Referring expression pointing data

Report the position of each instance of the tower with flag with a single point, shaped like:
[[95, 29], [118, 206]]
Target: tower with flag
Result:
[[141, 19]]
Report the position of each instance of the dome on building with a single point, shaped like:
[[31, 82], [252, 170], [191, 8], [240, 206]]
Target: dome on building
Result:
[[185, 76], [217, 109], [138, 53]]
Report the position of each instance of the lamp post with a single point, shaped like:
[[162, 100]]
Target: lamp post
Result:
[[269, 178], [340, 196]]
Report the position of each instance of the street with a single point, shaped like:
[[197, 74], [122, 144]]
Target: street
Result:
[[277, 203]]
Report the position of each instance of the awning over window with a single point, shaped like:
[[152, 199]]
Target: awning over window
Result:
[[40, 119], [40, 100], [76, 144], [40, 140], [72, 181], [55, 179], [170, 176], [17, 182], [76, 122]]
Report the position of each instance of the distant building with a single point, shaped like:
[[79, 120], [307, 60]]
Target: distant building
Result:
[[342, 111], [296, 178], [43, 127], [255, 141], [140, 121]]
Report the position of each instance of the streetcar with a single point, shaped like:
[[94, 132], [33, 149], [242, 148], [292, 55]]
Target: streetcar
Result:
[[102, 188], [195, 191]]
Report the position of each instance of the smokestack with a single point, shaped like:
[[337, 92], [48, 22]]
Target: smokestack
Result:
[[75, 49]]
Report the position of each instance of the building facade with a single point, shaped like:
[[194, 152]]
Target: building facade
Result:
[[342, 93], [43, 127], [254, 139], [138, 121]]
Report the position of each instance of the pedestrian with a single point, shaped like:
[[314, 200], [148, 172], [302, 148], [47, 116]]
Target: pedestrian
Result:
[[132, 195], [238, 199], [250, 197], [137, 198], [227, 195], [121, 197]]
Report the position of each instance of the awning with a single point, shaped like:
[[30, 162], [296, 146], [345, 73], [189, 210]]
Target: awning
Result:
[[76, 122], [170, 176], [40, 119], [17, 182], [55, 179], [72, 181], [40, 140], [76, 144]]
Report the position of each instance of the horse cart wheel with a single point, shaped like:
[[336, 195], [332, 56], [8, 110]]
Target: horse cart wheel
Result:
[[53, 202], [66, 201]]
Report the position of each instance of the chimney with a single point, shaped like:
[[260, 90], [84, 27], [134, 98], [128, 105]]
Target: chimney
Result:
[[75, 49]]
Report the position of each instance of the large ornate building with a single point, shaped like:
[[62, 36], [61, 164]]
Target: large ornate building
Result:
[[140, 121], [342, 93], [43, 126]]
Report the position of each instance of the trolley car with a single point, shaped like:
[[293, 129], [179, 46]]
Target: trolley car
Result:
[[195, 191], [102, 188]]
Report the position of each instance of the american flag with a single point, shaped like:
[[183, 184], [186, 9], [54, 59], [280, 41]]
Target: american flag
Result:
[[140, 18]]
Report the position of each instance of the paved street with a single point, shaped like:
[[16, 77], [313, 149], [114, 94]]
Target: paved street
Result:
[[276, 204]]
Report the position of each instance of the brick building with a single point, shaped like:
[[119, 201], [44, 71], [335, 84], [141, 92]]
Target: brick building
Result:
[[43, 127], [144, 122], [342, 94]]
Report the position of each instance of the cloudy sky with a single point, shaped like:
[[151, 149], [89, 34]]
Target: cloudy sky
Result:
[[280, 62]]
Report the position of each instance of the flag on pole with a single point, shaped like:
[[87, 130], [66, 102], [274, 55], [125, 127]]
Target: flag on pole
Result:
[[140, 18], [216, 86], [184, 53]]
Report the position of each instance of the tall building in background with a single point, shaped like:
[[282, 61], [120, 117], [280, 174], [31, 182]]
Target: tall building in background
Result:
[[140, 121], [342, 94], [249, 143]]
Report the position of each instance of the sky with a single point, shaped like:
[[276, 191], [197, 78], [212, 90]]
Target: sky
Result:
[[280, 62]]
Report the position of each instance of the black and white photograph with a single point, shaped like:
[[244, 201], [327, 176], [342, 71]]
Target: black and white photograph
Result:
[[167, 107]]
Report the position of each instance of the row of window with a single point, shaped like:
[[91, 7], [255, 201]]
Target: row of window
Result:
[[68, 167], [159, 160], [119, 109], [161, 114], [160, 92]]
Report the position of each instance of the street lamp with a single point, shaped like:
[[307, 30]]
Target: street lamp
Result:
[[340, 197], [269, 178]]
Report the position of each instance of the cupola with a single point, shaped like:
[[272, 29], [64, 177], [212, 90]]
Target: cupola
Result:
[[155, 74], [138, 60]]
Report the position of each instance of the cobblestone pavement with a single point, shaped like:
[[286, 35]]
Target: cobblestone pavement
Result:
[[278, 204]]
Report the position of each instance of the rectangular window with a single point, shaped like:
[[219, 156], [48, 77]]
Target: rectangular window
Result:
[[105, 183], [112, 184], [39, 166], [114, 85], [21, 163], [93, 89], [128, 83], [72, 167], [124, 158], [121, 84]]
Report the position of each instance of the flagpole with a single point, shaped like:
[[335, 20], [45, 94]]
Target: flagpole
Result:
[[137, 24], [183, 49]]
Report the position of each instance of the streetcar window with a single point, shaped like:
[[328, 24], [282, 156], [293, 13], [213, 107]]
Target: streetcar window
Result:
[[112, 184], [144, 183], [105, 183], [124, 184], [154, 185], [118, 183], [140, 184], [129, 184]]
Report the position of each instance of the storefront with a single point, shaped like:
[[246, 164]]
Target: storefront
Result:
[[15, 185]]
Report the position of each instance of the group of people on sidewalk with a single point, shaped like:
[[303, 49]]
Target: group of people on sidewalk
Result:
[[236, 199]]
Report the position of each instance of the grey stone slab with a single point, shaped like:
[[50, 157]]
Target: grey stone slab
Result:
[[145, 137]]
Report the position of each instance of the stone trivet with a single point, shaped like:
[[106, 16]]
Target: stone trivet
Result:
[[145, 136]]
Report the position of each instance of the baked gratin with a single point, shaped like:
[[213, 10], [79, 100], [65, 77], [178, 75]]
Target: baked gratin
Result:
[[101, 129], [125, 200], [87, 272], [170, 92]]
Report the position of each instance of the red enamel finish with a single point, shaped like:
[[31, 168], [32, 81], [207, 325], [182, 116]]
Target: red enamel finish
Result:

> [TASK OBJECTIVE] Go through the data and show each line that holds "building".

> [TASK OUTPUT]
Report the position of each instance of the dome on building with a single point, shaped like:
Target: dome on building
Report the position of each instance of the distant building with a single point, shaped like:
Target: distant building
Report the position of each instance of the building facade with a single point, shaped like:
Target: building facade
Report the position of each instance of the large ornate building with a single point, shaped like:
Target: large ornate building
Report the position of each instance of the brick building with a single point, shaped like:
Target: brick building
Report the position of each instance of the tall building in background with a single point, shaped like:
Target: tall building in background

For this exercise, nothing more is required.